#### EXERCISE
Reproduce every entry exactly.

#### AVAILABLE DATA
-- -- --

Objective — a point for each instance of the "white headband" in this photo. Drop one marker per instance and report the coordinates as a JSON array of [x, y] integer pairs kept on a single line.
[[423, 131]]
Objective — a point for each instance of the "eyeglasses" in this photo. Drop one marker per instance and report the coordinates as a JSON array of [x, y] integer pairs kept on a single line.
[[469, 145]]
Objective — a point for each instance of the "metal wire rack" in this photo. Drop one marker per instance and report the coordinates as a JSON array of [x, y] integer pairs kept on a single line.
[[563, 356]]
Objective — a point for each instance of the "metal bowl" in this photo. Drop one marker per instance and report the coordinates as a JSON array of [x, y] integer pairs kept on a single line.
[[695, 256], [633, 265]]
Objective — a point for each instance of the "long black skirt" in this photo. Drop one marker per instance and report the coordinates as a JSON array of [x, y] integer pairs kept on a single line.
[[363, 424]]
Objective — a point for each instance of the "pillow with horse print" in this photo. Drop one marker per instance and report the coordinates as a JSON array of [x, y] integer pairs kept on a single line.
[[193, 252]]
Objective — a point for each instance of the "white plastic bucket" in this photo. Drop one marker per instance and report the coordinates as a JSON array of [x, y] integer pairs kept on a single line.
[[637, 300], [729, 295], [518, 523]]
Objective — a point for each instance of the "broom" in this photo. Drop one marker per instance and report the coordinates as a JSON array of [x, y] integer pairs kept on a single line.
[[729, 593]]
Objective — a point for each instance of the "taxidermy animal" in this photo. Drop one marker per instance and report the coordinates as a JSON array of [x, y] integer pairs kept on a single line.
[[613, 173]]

-- -- --

#### RESULT FOR THIS EXERCISE
Objective — a point for each instance of the "white headband" in this photo. Drop one marker per instance and report the coordinates as a JSON array of [x, y] integer pairs kept on a single line.
[[423, 131]]
Objective — a point for each instance of the "eyeglasses" in this photo. Drop one marker per instance and report the coordinates as a JSON array of [x, y] integer pairs kept on a single line.
[[469, 145]]
Objective — a point for each instance of the "metal wire rack" in this photo. Drop one marker per instance and report the coordinates as a JSON array of [x, y] integer pairs kept on a single line.
[[563, 356]]
Objective — a point for each instance of the "metal bowl" in this photo. Drop one marker per instance and report the coordinates as a JSON array of [x, y] integer pairs kept on a single line.
[[695, 256], [633, 265]]
Objective — a point for each instance of the "long black skirt" in this photo. Drop one marker per instance and report the coordinates as a JSON array of [x, y] integer pairs kept on a single line.
[[363, 424]]
Objective — a point for each instance of the "pillow with horse print" in this photo. Drop one marker per instance and report the coordinates as a JSON array of [x, y] integer pairs kept on a single line.
[[193, 252]]
Objective — a point for each instance of the "white plastic bucket" in this photo. Drop one marker per instance and report the coordinates as a JSON array of [x, y] integer pairs kept on a single line.
[[637, 300], [729, 295], [518, 523]]
Objective — a point for each instance of the "broom" in this photo. Drop one marker per instance and report the coordinates as a JSON array of [x, y] integer pairs kept on a single line.
[[729, 593]]
Objective — a point for each instance of the "taxidermy animal" in this photo. Drop one marker per instance and report the coordinates as a JSON array of [x, y] integer pairs kept on a single line.
[[613, 173]]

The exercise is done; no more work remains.